## SUPPLIED RECORDS
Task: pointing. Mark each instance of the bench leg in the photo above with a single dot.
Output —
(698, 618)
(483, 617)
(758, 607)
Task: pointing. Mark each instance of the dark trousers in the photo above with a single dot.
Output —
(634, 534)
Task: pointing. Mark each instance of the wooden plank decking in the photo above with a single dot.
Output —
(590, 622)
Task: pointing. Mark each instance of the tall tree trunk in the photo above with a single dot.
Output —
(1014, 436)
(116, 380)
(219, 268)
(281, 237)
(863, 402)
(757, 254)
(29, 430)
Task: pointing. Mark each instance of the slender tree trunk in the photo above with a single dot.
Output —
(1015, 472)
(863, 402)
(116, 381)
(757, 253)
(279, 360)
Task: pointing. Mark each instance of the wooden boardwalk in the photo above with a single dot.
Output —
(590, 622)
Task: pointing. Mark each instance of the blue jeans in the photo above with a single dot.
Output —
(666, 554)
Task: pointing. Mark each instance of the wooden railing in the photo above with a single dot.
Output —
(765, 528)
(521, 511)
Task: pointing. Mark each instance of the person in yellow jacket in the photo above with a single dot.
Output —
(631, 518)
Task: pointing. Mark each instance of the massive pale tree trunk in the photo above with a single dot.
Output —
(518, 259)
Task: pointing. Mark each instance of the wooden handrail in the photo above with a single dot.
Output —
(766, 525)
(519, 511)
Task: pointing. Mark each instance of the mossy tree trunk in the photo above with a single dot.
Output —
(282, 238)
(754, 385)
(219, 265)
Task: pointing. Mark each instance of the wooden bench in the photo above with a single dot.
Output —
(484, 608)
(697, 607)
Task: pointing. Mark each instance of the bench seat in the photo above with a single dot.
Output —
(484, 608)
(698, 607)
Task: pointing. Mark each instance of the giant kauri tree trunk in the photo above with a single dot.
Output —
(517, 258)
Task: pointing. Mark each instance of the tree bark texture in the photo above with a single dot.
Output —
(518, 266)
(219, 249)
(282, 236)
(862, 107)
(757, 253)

* * *

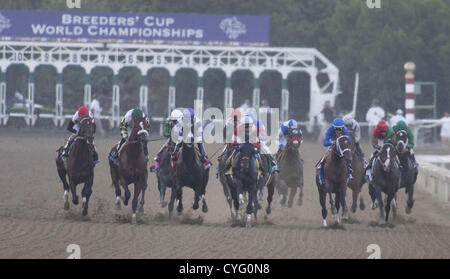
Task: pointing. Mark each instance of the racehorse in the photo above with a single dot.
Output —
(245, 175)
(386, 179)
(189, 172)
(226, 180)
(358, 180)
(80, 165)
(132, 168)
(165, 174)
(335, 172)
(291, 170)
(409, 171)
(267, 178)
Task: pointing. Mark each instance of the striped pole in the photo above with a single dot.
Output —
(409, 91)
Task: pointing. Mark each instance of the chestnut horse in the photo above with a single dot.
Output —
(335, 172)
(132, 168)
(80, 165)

## ASSIGNMENT
Return all lines from the data above with "bench" in them.

## RESULT OF THIS TASK
Task: pointing. Mark each instance of the bench leg in the photo above with a single dot.
Task: pointing. Mark each instance of the wooden bench in the photo above with a single dot.
Task: pointing. Mark each instance of the bench seat in the photo above with a single dot.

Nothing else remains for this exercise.